:: THE REQUEST ::
State how many lines in the items below contain the word "peak". Letter case matters, and your reply should be that number alone.

··· SOURCE DATA ···

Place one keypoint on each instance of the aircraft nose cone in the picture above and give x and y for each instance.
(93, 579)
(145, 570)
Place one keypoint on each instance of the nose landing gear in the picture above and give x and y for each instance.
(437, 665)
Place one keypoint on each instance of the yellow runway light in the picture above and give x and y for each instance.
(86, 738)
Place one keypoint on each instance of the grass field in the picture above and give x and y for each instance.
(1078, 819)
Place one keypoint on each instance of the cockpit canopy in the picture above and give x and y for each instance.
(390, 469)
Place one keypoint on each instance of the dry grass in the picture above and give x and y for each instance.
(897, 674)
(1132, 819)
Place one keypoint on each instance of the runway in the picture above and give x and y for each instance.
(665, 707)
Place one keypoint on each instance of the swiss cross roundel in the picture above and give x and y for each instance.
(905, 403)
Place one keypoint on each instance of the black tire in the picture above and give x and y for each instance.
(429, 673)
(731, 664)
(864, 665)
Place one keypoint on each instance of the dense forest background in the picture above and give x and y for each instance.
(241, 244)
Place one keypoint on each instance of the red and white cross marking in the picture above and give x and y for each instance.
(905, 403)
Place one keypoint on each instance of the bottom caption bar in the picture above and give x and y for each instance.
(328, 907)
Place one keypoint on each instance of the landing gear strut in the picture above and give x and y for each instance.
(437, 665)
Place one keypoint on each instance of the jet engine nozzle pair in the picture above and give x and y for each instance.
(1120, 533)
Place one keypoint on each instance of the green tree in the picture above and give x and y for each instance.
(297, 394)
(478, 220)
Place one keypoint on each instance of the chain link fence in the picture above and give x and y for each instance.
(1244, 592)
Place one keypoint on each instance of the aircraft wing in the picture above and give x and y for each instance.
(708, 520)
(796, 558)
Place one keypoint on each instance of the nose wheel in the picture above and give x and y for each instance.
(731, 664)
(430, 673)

···
··· SOURCE DATA ···

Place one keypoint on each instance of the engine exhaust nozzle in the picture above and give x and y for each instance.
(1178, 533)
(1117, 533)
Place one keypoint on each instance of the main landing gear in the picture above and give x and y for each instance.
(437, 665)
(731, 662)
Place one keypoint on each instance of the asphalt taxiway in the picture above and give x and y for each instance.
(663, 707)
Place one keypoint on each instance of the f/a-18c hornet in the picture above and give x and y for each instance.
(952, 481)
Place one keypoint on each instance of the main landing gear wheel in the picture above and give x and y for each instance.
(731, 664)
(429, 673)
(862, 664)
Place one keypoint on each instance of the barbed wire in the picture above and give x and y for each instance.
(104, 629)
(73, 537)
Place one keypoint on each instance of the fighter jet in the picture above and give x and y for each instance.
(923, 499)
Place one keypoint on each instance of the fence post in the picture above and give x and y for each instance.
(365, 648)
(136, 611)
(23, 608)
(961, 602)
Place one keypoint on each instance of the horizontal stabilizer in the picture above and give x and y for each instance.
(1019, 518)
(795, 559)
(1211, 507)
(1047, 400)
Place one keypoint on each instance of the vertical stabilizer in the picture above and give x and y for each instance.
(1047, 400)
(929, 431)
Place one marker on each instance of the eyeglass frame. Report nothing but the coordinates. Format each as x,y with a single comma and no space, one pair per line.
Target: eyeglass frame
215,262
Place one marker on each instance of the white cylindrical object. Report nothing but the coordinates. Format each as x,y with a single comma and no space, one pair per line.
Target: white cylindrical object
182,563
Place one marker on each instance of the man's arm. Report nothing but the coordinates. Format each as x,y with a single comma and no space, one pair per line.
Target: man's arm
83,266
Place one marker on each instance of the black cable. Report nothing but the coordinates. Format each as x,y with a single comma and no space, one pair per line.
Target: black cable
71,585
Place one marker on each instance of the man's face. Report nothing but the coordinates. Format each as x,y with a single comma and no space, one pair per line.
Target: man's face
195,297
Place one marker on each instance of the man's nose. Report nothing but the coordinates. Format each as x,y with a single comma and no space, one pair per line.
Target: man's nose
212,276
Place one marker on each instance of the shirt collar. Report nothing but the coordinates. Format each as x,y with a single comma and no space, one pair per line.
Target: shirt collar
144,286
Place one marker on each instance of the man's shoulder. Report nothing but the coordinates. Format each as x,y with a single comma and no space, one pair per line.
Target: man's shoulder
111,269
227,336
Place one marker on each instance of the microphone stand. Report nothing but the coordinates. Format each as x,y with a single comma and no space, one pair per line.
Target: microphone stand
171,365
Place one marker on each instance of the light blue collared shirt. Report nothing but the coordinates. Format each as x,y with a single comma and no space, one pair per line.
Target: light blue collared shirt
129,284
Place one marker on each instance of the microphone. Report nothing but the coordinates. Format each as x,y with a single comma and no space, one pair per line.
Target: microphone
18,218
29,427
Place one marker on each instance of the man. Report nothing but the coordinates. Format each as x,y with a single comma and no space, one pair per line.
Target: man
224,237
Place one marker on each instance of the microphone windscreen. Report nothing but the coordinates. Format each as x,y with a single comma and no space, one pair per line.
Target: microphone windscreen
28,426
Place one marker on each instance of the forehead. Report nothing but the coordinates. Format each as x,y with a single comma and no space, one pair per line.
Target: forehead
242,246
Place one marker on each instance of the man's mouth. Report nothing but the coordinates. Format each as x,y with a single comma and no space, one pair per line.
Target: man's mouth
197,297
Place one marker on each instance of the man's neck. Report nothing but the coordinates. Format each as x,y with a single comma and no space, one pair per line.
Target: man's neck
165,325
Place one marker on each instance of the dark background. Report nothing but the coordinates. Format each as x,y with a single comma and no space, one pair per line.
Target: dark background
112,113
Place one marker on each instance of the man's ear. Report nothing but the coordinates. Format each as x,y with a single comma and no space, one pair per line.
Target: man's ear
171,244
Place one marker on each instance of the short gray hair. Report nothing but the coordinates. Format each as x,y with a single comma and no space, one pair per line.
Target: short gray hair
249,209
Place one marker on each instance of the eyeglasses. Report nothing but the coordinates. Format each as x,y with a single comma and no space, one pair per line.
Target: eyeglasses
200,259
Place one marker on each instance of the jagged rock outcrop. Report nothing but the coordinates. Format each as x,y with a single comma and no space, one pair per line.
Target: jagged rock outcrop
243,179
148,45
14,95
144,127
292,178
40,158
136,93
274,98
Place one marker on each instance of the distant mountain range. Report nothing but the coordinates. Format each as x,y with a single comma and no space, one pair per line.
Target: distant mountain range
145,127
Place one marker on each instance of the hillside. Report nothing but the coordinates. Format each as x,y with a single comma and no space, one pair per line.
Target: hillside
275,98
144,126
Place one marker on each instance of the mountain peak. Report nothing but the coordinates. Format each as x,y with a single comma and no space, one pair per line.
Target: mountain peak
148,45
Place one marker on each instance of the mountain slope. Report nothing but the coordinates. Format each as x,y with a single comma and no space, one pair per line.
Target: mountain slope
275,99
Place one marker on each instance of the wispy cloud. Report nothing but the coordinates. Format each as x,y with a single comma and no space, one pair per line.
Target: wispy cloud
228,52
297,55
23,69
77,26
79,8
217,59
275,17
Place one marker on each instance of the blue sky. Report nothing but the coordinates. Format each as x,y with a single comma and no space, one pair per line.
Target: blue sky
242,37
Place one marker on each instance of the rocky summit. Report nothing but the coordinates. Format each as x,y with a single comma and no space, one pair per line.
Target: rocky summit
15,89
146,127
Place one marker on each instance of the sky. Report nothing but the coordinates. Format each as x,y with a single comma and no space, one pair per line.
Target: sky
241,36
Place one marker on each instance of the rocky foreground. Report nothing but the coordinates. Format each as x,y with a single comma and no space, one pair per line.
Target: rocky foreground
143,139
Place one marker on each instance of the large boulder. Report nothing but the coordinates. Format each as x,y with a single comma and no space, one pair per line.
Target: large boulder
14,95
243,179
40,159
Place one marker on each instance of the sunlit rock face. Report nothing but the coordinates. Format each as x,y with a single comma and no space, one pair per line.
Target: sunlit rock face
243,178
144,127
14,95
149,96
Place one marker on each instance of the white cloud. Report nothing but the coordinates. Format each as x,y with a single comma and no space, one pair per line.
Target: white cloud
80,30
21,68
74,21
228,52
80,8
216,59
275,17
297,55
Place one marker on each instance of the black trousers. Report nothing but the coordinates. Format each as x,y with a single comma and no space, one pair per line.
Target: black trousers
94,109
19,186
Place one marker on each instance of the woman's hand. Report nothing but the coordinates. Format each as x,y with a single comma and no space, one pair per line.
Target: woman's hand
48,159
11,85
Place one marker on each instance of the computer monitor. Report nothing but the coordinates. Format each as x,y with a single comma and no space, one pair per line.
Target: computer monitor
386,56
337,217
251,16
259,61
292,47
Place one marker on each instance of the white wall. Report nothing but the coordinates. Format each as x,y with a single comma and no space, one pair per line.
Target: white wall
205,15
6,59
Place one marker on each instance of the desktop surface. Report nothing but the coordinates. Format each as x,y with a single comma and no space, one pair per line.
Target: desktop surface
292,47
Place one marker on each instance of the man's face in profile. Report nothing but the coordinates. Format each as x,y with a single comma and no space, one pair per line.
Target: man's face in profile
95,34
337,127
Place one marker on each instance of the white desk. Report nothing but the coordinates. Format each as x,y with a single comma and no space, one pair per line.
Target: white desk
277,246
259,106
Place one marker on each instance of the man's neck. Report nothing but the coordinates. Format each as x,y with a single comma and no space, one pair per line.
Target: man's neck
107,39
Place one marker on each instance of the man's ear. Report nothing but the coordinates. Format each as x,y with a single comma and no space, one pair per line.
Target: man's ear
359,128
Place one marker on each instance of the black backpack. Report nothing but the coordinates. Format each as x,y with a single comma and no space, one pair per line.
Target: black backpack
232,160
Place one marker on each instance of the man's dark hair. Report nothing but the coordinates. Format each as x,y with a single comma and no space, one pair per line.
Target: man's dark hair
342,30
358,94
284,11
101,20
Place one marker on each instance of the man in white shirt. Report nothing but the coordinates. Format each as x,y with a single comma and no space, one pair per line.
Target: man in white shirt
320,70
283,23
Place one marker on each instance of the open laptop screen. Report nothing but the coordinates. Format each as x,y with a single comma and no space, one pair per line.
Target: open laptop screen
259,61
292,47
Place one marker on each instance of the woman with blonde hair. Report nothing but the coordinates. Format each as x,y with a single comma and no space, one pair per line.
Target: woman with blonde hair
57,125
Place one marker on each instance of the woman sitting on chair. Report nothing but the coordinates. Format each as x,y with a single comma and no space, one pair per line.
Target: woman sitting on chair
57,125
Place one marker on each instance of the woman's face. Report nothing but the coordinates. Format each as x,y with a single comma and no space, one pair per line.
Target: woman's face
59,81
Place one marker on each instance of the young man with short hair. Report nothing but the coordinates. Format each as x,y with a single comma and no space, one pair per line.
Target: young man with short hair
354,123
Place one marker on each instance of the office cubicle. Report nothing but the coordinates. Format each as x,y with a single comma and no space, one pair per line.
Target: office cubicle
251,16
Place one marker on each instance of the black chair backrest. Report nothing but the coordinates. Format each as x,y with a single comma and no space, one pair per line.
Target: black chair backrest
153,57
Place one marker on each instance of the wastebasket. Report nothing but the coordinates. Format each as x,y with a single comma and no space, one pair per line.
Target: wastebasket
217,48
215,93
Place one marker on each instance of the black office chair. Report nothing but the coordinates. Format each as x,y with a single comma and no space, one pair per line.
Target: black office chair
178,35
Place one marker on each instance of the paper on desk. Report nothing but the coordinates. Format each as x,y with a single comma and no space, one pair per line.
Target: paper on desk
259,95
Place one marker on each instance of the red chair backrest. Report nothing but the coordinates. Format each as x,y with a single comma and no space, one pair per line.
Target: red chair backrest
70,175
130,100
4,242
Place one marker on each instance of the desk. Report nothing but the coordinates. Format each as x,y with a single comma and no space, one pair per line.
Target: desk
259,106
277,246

···
··· SOURCE DATA ···

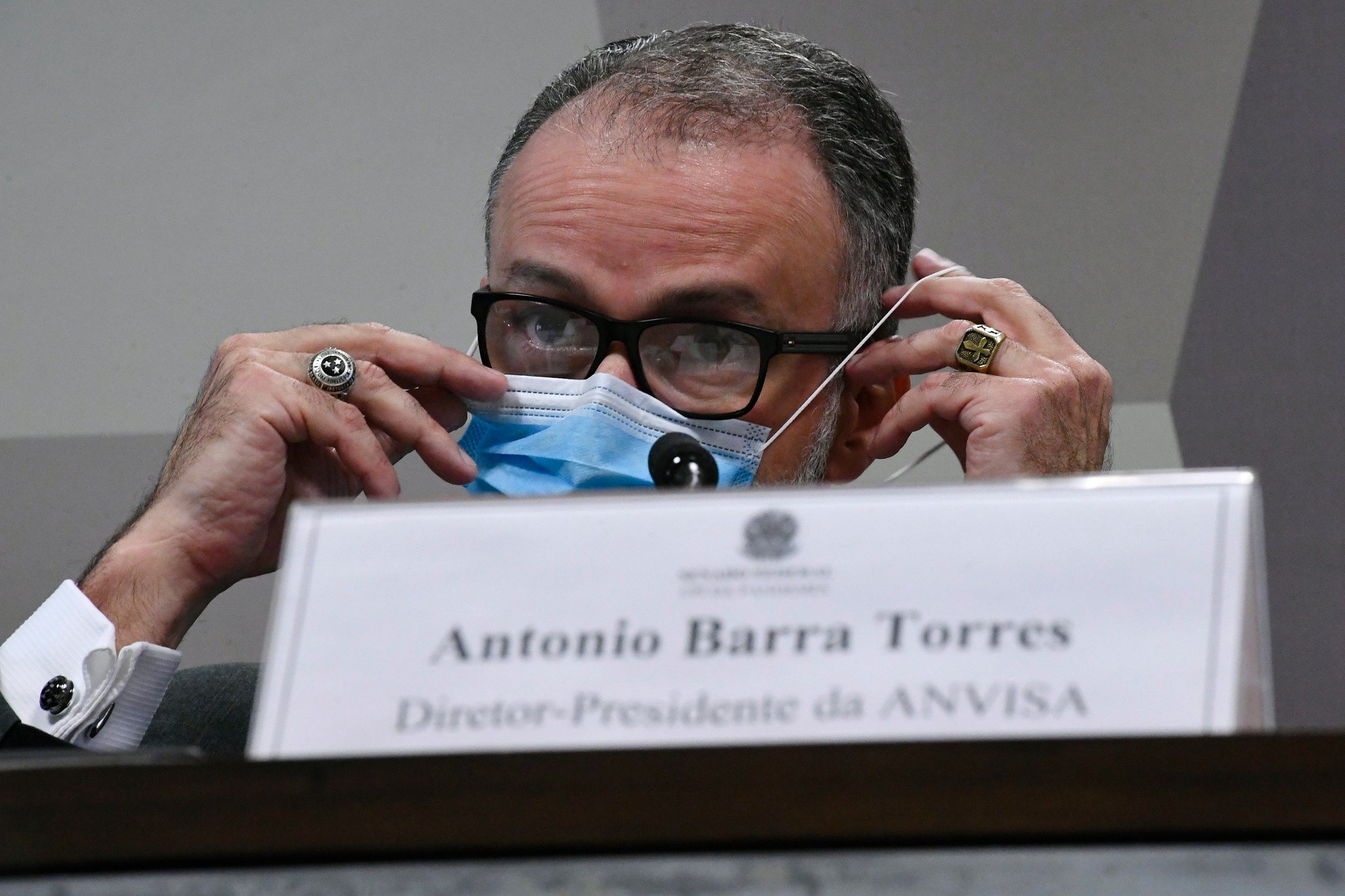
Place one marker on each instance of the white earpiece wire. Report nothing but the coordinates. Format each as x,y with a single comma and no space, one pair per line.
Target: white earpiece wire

···

:: FINISHED TASK ::
2